Block can't really pinpoint his unease in Lexington other than ascribing his difficulty assimilating to "major culture shock."

"It was a hard time," he said. "I felt like I was disappointing a lot of people, but I thought it all out. I felt terrible - I felt worse for (Kentucky throws coach Doug) Reynolds, because he was nothing but nice to me."

Block, 19, has a fresh start. Upon returning home to Hanover Park he continued his studies at College of DuPage. He'll continue taking summer classes there - also working with his father Randy's electrical firm - and will transfer to Wisconsin-Madison with his full scholarship and four-year eligibility intact.

Ironically, Wisconsin had contacted Block as a junior, but he cut things off because at the time the Badgers had no throws coach. More ironic, now Block will work with Wisconsin assistant Dave Astrauskas, who at Southern Illinois-Edwardsville coached Block's older brother, Scott.

> Data listing
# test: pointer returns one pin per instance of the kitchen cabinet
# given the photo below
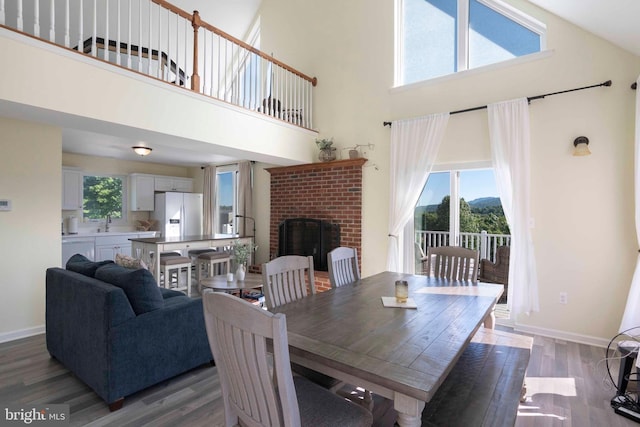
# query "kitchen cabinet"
(141, 190)
(108, 246)
(170, 183)
(72, 189)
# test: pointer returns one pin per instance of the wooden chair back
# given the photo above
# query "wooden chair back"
(253, 391)
(343, 266)
(453, 263)
(285, 279)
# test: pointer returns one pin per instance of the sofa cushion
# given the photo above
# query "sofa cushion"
(81, 264)
(139, 286)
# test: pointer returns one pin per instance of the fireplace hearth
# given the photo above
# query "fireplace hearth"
(308, 237)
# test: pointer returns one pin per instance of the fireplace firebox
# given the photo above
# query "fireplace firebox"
(308, 237)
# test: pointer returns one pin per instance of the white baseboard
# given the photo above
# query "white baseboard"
(22, 333)
(562, 335)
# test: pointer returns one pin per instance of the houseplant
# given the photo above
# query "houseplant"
(241, 253)
(327, 150)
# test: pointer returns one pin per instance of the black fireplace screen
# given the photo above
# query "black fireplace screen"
(308, 237)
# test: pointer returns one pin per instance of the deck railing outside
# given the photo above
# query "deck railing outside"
(158, 39)
(484, 242)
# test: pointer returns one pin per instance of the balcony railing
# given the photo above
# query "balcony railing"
(156, 38)
(484, 242)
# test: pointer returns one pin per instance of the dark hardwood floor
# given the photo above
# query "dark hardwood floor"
(565, 383)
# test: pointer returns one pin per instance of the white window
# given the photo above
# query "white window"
(440, 37)
(226, 199)
(105, 196)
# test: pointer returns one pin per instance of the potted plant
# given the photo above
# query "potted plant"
(327, 150)
(241, 253)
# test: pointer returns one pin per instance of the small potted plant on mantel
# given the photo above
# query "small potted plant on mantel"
(241, 252)
(327, 150)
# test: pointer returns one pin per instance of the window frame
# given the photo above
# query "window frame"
(125, 198)
(462, 35)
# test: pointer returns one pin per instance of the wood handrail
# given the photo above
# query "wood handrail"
(197, 22)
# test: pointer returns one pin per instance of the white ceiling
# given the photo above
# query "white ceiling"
(613, 20)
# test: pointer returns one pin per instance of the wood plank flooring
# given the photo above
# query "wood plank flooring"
(565, 383)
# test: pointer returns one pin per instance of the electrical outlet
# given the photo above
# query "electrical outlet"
(563, 298)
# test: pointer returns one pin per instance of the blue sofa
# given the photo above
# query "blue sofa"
(117, 331)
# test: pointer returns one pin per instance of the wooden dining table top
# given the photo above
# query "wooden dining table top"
(396, 350)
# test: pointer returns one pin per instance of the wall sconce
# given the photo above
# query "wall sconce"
(142, 151)
(581, 146)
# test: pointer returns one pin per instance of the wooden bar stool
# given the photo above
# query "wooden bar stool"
(177, 263)
(210, 261)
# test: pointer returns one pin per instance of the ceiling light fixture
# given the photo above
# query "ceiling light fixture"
(581, 145)
(141, 151)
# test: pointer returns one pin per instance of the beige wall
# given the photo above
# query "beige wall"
(582, 207)
(30, 177)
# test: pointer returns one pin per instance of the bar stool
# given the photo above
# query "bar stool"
(210, 261)
(177, 263)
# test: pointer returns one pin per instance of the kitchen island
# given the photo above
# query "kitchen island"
(143, 247)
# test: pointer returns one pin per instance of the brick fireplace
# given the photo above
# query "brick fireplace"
(327, 191)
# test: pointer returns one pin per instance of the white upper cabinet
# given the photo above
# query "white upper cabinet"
(141, 189)
(170, 183)
(72, 191)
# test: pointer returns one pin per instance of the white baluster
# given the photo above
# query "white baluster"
(94, 46)
(19, 19)
(118, 61)
(67, 37)
(80, 27)
(52, 22)
(36, 18)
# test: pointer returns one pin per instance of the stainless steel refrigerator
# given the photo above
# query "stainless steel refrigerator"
(178, 214)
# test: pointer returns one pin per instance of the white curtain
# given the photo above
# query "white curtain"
(631, 317)
(510, 146)
(414, 146)
(245, 200)
(209, 199)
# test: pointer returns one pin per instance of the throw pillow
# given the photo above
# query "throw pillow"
(139, 285)
(130, 262)
(81, 264)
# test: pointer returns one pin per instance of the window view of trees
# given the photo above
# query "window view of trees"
(102, 196)
(483, 214)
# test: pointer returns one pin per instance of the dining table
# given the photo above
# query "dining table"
(403, 354)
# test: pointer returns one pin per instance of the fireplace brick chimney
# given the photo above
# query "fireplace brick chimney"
(329, 191)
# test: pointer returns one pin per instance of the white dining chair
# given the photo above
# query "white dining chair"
(251, 351)
(343, 266)
(287, 279)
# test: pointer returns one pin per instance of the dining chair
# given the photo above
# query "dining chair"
(285, 279)
(343, 266)
(457, 263)
(251, 350)
(453, 263)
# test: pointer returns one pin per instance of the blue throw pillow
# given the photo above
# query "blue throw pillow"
(139, 286)
(81, 264)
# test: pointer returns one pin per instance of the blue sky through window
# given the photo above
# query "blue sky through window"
(474, 184)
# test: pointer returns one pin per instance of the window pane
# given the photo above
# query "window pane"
(102, 196)
(225, 209)
(493, 37)
(429, 39)
(432, 210)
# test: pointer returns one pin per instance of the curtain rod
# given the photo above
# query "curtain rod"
(529, 99)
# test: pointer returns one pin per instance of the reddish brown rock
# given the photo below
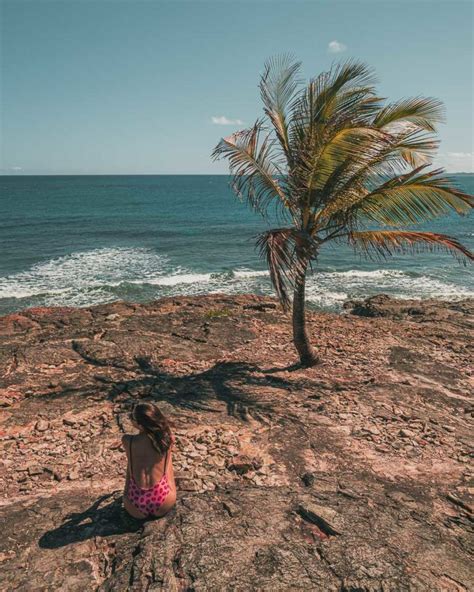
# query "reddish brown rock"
(362, 480)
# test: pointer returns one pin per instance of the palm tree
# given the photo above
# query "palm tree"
(335, 161)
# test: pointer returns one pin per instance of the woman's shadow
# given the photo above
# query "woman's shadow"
(98, 520)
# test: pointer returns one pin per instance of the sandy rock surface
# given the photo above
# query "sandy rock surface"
(350, 476)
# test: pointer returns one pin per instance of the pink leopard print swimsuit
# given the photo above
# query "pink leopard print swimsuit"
(147, 501)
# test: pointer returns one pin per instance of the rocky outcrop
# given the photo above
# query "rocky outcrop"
(349, 476)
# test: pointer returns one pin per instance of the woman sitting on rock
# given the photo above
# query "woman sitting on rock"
(150, 490)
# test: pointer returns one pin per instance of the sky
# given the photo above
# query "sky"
(149, 87)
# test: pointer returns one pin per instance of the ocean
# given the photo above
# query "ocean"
(83, 240)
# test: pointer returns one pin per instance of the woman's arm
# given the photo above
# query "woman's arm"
(126, 445)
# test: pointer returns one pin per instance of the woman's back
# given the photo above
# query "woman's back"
(150, 489)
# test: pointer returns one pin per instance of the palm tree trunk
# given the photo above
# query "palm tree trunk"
(301, 340)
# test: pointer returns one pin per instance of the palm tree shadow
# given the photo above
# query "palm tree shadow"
(231, 384)
(97, 520)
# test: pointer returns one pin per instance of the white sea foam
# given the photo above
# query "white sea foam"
(103, 275)
(80, 278)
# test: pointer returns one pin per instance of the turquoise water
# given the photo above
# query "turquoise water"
(81, 240)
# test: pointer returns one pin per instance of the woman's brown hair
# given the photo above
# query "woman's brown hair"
(155, 425)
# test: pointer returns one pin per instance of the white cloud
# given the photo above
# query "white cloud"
(457, 162)
(336, 47)
(223, 120)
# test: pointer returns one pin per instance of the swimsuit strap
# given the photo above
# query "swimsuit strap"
(130, 457)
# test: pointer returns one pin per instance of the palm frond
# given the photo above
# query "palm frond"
(412, 198)
(423, 112)
(255, 175)
(278, 86)
(287, 252)
(383, 243)
(331, 98)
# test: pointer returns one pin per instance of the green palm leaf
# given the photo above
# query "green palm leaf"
(287, 252)
(383, 243)
(278, 88)
(255, 173)
(424, 113)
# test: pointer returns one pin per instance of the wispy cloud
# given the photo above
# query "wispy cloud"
(336, 47)
(223, 120)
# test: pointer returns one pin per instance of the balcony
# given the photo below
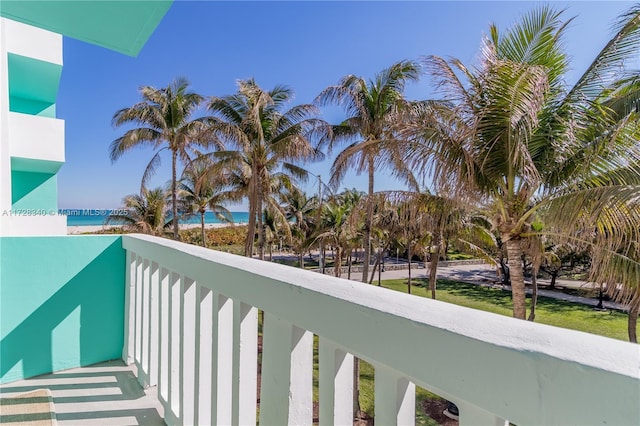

> Task 1
Reproduce a portion of the article about Block, starting at the words "Block, 19, has" and ending after "older brother, Scott.".
> Task 2
In the article about Block, which Wisconsin assistant will Block work with?
The data have nothing to do with the article about Block.

> Answer 1
Block, 19, has a fresh start. Upon returning home to Hanover Park he continued his studies at College of DuPage. He'll continue taking summer classes there - also working with his father Randy's electrical firm - and will transfer to Wisconsin-Madison with his full scholarship and four-year eligibility intact.

Ironically, Wisconsin had contacted Block as a junior, but he cut things off because at the time the Badgers had no throws coach. More ironic, now Block will work with Wisconsin assistant Dave Astrauskas, who at Southern Illinois-Edwardsville coached Block's older brother, Scott.

> Answer 2
Dave Astrauskas